EXTRACTED ENTRIES:
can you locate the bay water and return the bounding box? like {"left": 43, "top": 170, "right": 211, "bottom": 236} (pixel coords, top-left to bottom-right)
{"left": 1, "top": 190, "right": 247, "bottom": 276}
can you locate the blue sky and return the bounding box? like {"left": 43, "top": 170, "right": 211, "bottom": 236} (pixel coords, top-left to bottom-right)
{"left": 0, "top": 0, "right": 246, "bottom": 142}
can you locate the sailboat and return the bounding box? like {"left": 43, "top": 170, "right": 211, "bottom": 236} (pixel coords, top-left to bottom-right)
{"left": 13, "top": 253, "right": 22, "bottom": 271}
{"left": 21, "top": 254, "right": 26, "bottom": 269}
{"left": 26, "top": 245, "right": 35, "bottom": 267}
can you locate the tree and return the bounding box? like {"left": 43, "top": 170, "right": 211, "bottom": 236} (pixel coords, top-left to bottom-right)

--

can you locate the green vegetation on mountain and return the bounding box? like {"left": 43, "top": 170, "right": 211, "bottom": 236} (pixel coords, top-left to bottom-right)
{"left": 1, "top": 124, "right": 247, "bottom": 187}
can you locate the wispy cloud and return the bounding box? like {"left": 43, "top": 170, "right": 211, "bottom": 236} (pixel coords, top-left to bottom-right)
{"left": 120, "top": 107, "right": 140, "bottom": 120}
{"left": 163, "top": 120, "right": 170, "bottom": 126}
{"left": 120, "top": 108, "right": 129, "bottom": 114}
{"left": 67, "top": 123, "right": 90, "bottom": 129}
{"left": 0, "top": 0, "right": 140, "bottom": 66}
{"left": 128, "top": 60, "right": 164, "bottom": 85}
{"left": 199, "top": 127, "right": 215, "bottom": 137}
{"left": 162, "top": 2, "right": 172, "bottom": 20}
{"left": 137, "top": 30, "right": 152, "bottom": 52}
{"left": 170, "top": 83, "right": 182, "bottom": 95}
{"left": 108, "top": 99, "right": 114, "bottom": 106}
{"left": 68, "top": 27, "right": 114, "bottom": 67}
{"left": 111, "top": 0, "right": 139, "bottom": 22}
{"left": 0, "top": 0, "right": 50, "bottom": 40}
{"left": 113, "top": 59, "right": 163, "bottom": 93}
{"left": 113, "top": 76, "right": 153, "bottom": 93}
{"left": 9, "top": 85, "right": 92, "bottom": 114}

WHAT IS EXPECTED: Using the entries above, give back exactly the line containing "can you locate the bay", the line containing "can you locate the tree", and every line between them, and nothing else.

REPLY:
can you locate the bay water and return the bounding box? like {"left": 43, "top": 170, "right": 211, "bottom": 236} (pixel coords, top-left to bottom-right)
{"left": 1, "top": 190, "right": 247, "bottom": 276}
can you locate the blue sky and return the bounding box? like {"left": 43, "top": 170, "right": 211, "bottom": 236} (pixel coords, top-left to bottom-right)
{"left": 0, "top": 0, "right": 246, "bottom": 142}
can you locate the sailboat and return the bounding box? like {"left": 43, "top": 170, "right": 211, "bottom": 236} (pixel coords, top-left to bottom-right)
{"left": 13, "top": 253, "right": 22, "bottom": 271}
{"left": 21, "top": 254, "right": 26, "bottom": 269}
{"left": 26, "top": 245, "right": 35, "bottom": 267}
can you locate the tree and return the bounding box? like {"left": 43, "top": 170, "right": 211, "bottom": 236} (pixel coords, top-left to bottom-right)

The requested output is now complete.